> Exercise set:
A - In the forum thread about the frozen cistern, what size hole did Steve's landlord drill in the ice cap?
B - Write what comes next in the forum thread about the frozen cistern, starting after its final sentence.

> Supplied passage:

━━━

If I had built the cabin, I definitely would have designed the plumbing system differently. I need to find a way to make reasonable modifications to make what I have work during the winter.

Please accept my appreciation in advance for any advice all you "experts of real life experience" can provide me.

Thanks,
Dave


----------



## Cyngbaeld (May 20, 2004)

Hi Dave. Too many ? for me to have a go at, but I'll try to answer a few anyway.

It is possible that the ice on top is preventing enough air getting into the cistern so you have a partial vacuum that the small pump is pulling against. 

Have you tried putting a propane heater in the cistern house? One of the camping style on top of a 40# bottle should work ok. 

Insulation is good! In a closed poly type cistern unless the rodents can chew through the pipes or wiring, they won't damage your water supply. I never had problems with rodents in my cistern even with loose insulation on it. 

Also, on the cistern house, can you install a south facing window to bring in solar heat?


----------



## SLADE (Feb 20, 2004)

correct. break the ice.


----------



## Darren (May 10, 2002)

My guess is also the ice not allowing air to reach the top of the water. As was posted, that creates a vacuum that won't allow gravity to drain the water. A cheap solution is one of those fish tank air bubblers. All you need to do is to drop the bubble stone into the bottom of the cistern. The rising air will keep a small patch of the water surface ice free and allow the water to drain into the house. If you don't have a power outlet near the cistern, hook the compressor up in the house and run a long hose to the cistern. I've done that with a pond. It kept one spot ice free all winter.

The best part is those little air pumps don't draw much current.


----------



## Steve (May 9, 2002)

Cyngbaeld is most likely correct about the ice cap creating a vaccuum underneath that the pump cannot overcome. 

Back in the '70s when I lived on a small farm in northeastern North Dakota, this happened to us and my landlord just drilled about a 1/2" diameter hole in the ice cap to let air through. He tied a rope around the drill so that it hung with the bit down. Then he plugged it in and turned it on and locked the trigger lock. Then lowered it down to the ice and said to let it eat the ice slowly or the drill body will counterspin. We had water after that.

Then the next time the water hauler delivered water, he just dumped it on top of the ice cap and it finally broke up.

Hope this helps.


----------



## Rick (May 10, 2002)

Hi Dave

Is there a way to lay in a plywood ceiling, that you could remove in June?

Can you fit a fat piece of PVC pipe in such way as to use the pipe to allow an airway for the water?

As for the areas away from the tank that may be freezing, you could get an outdoor thermometer, and put the sensor inside the suspected area- to get readings until you know whether or not that area is a problem or not. 

Good Luck.


----------



## Cosmic (Jan 19, 2005)

As stated your core problem is probably a vacuum lock that occurs if the ice cap is solid against the sides. In gravity drain type systems that will result in little or no flow fairly quickly if no compensating air can get under the ice.

Again a bubbler air system is the standard industrial solution to keeping a spot from freezing. I am not sure a fish tank type bubbler would provide enough air. Usually they are built with a metering tube that also allows for regulation of the amount of air. Might work here but I would try what may be a better solution.

━━━

> Dataset content:

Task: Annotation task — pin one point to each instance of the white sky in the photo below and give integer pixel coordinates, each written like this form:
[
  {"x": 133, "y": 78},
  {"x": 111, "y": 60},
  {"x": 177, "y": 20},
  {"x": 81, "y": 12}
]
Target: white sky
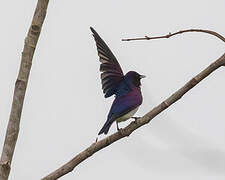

━━━

> Responses to the tasks:
A - About 1/2 inch in diameter.

B -
Your core solution is to get heat without electricity. The creek which will provide the hydro power can be that source depending on how the piping runs and elevations work out. Creek water under a frozen cap on the creek even in the coldest weather can be well above freezing. The Earth temperature is constant at ~48 F. Example if you measure most spring water it is about 48 F. 

Tap off some deep creek water, build a piping system, bury it as deep as possible, route to a heating coil in the cistern, let that be your heat source. Can also use as a heat source to protect your other piping. The creek water might be say 37 - 39 F but if it travels a distance underground deep enough it will actually pick up heat from the Earth and can be close to 48 F when it enters the heating coil in the cistern. No contamination can occur because the creek water is in a closed system.

Any flowing water source can work, spring water, creek water, what have you as long as the flows, elevations, etc are suitable. Once installed is a fairly set /forget type system, needs little maintenance.

Couple this solution with adding a floating foam cover directly on the cistern water level with say a 1/4 gap around the edge. Something like that blue building foam. Also add whatever insulation to the top cover that can be done. Think that should give a fairly bullet proof solution. You are using Mother Nature, not trying to fight her in any manner. You also need a return point for your heating water that is freeze proof. Can be back in the creek in a wet well affair that you build well under the surface / gravel bed. The prime principle is get enough head to ensure adequate flows thru the heating system. Take your flows under a gravel intake to prevent sucking up stuff that will plug the system.


----------



## HydroMan (Jan 23, 2005)

Thanks for all the quick and thoughtful responses.

I should have mentioned that I did break a big hole in the ice and left the cistern cover off and still did not get any more pressure at the house. Had a little water with the 12V booster pump running and no water when it was turned off. Of course the pump would not shutdown automatically because it was not able to build enough pressure. The only other conclusion is there must be some ice in the cistern outlet valve or pipe upstream from the house. Just bugs me because is buried 4 ft deep.

Cosmic I like your suggested system, however I dont think it will work in my situation with out additional pumps. The highest part of the creek is still 20 feet below the level of the cistern and 150 feet distance. The creek is going to work great for hydropower, but not as a source of drinking or recirculating "heating" water.

I am going to Cosmic's suggestion to cut a peice of that blue insulation board and and float it on top of the water in the cistern. My only concern is whether or not it will leach any chemicals into the water.


----------



## Cosmic (Jan 19, 2005)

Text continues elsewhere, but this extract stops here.